> Quoted passage

++++++

As Melly Alazraki reported Thursday, Coca-Cola, Coca-Cola Hellenic Bottling and Illycafe SpA put together a joint venture to get some ready-to-drink coffees out on the global playing field. The venture, dubbed Ilko Coffee International, will start distribution of its products in April in ten countries. Coffee doesn’t interest me, but this venture does, since I own shares of Coke. Just like PepsiCo, Coke wants to do all it can to supplement its flagship carbonated soda brands with different beverage categories.

While I don’t like coffee, I know that it is a very popular drink around the world; in some respects, consumers are almost religious about coffee (and teas, as well). According to Bloomberg, the value of the ready-for-consumption coffee market is $16 billion, and it is focused in the Asian territory. This international scheme is therefore a great way for American shareholders to capitalize on a weak dollar. Many consumer companies these days are being helped out by currency valuations.

++++++

> Exercise tasks
• a. Copy out the listing word for word, from its first line through the line containing "top-left (438, 340), bottom-right (647, 680)", with both of those lines included.
• b. Continue the piece on Coca-Cola's coffee venture from its last sentence.

++++++

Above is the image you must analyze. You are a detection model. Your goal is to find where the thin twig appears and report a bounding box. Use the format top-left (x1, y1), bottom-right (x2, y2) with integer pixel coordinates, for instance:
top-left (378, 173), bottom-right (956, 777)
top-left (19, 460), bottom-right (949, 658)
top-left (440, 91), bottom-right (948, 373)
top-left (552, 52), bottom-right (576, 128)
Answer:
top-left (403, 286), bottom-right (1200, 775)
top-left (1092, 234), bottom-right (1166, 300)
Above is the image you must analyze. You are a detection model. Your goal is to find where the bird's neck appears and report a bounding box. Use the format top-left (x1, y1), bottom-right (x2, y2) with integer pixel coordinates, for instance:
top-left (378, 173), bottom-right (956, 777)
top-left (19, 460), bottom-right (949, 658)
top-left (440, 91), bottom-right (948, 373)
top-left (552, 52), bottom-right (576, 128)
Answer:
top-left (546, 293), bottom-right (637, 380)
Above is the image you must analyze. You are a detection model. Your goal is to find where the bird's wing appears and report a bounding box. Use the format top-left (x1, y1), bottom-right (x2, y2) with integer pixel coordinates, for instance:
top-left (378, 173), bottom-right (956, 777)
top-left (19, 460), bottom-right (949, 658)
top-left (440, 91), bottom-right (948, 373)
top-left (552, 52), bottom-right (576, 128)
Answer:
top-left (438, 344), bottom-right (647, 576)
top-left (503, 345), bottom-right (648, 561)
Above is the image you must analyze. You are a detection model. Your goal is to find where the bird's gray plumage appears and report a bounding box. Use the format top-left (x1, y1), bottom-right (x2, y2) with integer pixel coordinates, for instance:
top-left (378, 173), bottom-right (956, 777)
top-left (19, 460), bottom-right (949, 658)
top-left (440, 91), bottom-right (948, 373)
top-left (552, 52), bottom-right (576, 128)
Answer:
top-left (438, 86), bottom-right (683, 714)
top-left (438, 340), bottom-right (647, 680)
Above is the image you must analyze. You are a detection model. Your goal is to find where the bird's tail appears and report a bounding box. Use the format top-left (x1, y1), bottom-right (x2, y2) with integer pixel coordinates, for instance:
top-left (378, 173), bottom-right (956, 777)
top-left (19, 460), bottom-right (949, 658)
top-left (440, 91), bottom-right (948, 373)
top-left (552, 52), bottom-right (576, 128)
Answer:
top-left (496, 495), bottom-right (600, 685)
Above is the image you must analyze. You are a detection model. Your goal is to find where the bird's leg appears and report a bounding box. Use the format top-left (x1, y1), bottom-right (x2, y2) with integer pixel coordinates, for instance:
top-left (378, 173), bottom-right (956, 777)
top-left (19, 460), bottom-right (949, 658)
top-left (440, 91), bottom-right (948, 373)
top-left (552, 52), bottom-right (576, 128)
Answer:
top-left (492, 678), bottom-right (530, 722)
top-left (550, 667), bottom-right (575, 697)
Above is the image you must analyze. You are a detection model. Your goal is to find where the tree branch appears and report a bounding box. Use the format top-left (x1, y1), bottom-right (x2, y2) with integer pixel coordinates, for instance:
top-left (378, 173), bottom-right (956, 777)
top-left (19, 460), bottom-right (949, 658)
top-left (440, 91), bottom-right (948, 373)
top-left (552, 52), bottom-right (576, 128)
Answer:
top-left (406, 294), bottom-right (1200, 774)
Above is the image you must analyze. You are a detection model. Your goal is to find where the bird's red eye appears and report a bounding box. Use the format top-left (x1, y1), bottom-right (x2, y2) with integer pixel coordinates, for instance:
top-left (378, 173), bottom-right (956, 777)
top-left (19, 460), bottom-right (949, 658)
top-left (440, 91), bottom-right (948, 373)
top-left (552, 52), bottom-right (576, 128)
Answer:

++++++

> Answers by task
• a.
Above is the image you must analyze. You are a detection model. Your goal is to find where the thin twig appears and report a bounding box. Use the format top-left (x1, y1), bottom-right (x2, y2) with integer pixel coordinates, for instance:
top-left (378, 173), bottom-right (956, 777)
top-left (19, 460), bottom-right (949, 658)
top-left (440, 91), bottom-right (948, 373)
top-left (552, 52), bottom-right (576, 128)
Answer:
top-left (403, 286), bottom-right (1200, 775)
top-left (1092, 234), bottom-right (1166, 300)
Above is the image you must analyze. You are a detection model. Your goal is to find where the bird's neck appears and report a bounding box. Use the format top-left (x1, y1), bottom-right (x2, y2) with integer pixel coordinates, for instance:
top-left (378, 173), bottom-right (956, 777)
top-left (19, 460), bottom-right (949, 658)
top-left (440, 91), bottom-right (948, 373)
top-left (552, 52), bottom-right (576, 128)
Answer:
top-left (546, 293), bottom-right (637, 380)
Above is the image you must analyze. You are a detection model. Your goal is to find where the bird's wing appears and report a bounding box. Use the format top-left (x1, y1), bottom-right (x2, y2) with integer pixel coordinates, for instance:
top-left (378, 173), bottom-right (956, 777)
top-left (19, 460), bottom-right (949, 658)
top-left (440, 91), bottom-right (948, 373)
top-left (552, 52), bottom-right (576, 128)
Answer:
top-left (438, 344), bottom-right (647, 576)
top-left (503, 345), bottom-right (648, 561)
Above is the image you must analyze. You are a detection model. Your goal is to find where the bird's gray plumage appears and report a bounding box. Use the format top-left (x1, y1), bottom-right (x2, y2) with integer pixel coordinates, for instance:
top-left (378, 173), bottom-right (956, 777)
top-left (19, 460), bottom-right (949, 658)
top-left (440, 91), bottom-right (948, 373)
top-left (552, 52), bottom-right (576, 128)
Answer:
top-left (438, 86), bottom-right (683, 714)
top-left (438, 340), bottom-right (647, 680)

• b.
I can only envision that this market will grow significantly over time, and that Coca-Cola would be smart to aggressively invest in it and leverage its world-class distribution system to grab as much share as it possibly can. Future growth in case-volume is going to be directly dependent on Coke and its capability to work with its bottlers to efficiently exploit opportunities such as these.

With its blue-chip marketing muscle, I have no doubt that Coke will be able to translate many of these kinds of deals, in conjunction with its already deep collection of beverage products, into quality cash flows and further increases in its annual dividend payout, which is the ultimate reason for being a shareholder.

Disclosure: I own shares of Coca-Cola; positions can change at any time.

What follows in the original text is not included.